Dataset entries
══════

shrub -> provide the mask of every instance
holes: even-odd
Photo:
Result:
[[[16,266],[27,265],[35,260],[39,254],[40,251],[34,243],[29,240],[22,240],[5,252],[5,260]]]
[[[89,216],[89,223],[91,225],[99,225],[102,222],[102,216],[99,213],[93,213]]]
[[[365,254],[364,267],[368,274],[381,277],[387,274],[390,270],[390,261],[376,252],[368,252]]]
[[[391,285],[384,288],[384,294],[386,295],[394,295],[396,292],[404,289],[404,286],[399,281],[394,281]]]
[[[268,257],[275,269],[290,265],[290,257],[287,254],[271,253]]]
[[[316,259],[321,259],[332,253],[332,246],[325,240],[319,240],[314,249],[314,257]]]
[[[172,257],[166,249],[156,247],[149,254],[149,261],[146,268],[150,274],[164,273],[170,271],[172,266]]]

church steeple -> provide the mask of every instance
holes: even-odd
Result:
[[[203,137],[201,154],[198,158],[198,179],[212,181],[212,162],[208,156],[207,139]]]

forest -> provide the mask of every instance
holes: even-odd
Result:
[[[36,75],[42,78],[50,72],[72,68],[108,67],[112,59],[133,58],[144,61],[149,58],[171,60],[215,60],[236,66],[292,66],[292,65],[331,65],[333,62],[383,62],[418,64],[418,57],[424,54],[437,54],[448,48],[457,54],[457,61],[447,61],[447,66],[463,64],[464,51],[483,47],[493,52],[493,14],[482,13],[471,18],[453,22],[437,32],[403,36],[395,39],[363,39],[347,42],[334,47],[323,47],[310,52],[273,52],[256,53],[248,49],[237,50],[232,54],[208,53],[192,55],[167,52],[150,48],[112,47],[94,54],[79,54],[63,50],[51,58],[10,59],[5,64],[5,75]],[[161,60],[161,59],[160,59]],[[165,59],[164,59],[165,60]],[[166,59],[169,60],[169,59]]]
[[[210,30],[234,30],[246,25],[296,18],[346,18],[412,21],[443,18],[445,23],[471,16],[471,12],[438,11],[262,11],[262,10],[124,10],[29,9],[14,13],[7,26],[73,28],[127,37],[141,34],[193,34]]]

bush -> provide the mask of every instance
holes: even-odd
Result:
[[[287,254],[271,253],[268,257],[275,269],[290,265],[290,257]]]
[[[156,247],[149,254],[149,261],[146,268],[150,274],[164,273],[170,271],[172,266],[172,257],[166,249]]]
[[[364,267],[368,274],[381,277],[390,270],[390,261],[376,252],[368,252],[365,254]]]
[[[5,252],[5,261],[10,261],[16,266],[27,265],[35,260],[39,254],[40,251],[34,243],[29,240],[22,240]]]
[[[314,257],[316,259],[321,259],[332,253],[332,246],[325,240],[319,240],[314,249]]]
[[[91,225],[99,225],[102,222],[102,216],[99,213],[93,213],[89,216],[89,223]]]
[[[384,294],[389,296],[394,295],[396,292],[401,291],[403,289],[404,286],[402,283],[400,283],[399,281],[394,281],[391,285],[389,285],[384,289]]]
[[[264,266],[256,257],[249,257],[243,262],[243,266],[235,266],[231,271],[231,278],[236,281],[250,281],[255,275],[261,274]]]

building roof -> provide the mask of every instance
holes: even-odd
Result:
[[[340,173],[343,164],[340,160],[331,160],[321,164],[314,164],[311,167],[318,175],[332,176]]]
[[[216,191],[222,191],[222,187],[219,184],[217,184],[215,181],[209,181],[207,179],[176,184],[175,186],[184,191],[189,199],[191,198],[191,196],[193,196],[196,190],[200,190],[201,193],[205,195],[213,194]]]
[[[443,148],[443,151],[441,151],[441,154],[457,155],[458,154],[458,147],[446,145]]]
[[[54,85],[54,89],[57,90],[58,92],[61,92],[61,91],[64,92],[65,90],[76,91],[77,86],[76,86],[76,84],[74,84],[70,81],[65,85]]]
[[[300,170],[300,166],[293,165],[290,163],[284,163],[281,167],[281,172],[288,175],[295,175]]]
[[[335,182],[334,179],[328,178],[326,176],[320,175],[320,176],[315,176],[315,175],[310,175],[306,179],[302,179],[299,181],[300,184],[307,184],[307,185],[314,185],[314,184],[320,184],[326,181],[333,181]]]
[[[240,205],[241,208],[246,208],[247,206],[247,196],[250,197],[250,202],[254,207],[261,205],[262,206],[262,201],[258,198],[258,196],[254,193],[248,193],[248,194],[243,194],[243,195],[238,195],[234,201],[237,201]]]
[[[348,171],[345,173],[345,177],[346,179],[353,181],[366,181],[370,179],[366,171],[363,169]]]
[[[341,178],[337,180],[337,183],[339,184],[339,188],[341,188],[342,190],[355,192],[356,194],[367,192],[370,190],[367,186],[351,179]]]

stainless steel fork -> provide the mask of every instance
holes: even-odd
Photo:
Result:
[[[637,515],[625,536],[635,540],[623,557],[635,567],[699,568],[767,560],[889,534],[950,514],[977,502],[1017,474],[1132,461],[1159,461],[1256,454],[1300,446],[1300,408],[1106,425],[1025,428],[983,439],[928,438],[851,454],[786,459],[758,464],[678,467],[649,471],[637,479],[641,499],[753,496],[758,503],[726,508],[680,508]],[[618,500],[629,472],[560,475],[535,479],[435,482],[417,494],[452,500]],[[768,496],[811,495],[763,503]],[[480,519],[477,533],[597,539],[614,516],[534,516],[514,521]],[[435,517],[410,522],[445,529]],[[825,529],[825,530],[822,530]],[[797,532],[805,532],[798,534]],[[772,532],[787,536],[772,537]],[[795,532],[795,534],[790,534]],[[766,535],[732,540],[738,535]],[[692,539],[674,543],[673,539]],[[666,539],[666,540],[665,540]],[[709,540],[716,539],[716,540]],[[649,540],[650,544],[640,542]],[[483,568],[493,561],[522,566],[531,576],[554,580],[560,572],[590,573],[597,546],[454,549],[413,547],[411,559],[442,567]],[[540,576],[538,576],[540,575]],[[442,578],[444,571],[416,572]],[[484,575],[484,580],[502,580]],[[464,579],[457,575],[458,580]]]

══════

Where a line of the data holds the word "every", copy that line.

OUTPUT OF THE TASK:
shrub -> provide the mask of every instance
church steeple -> provide the mask of every instance
forest -> provide the mask of every instance
bush -> provide the mask of every instance
building roof -> provide the mask of every instance
stainless steel fork -> provide the mask of every instance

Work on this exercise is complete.